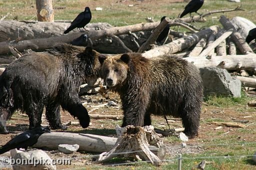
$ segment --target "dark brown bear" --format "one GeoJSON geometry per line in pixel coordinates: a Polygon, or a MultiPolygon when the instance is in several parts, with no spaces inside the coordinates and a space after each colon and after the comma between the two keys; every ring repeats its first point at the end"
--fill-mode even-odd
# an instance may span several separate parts
{"type": "Polygon", "coordinates": [[[85,79],[98,76],[98,54],[91,47],[61,44],[10,64],[0,76],[0,133],[8,133],[6,120],[18,110],[28,116],[30,129],[40,126],[44,106],[53,129],[66,129],[60,123],[60,106],[88,127],[90,117],[78,91],[85,79]]]}
{"type": "Polygon", "coordinates": [[[100,55],[100,76],[120,95],[122,127],[150,125],[150,114],[180,117],[190,138],[198,135],[202,83],[198,69],[182,59],[146,58],[131,53],[100,55]]]}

= = =

■ **TASK TO COMPLETE**
Recast every line of the material above as a JSON list of strings, one string per line, with blank lines skipped and the picture left out.

■ **EXERCISE RESPONSE**
[
  "$ segment --target \"dark brown bear\" --format \"one GeoJSON geometry per line in pixel coordinates: a Polygon, or a MultiPolygon when the instance is in several parts, with no spaces inside the coordinates and a space after each colon and after the comma between the two keys; every ring repeats its first point at the end\"",
  "--fill-mode even-odd",
  "# an instance may span several separate parts",
  "{\"type\": \"Polygon\", \"coordinates\": [[[85,79],[98,76],[98,54],[91,47],[61,44],[10,64],[0,76],[0,133],[8,133],[6,120],[18,110],[28,116],[30,129],[40,126],[44,106],[53,129],[66,129],[60,123],[60,106],[88,127],[90,117],[78,91],[85,79]]]}",
  "{\"type\": \"Polygon\", \"coordinates\": [[[100,55],[100,76],[120,95],[122,127],[150,125],[150,114],[180,117],[190,138],[198,135],[202,83],[198,69],[182,59],[146,58],[131,53],[100,55]]]}"
]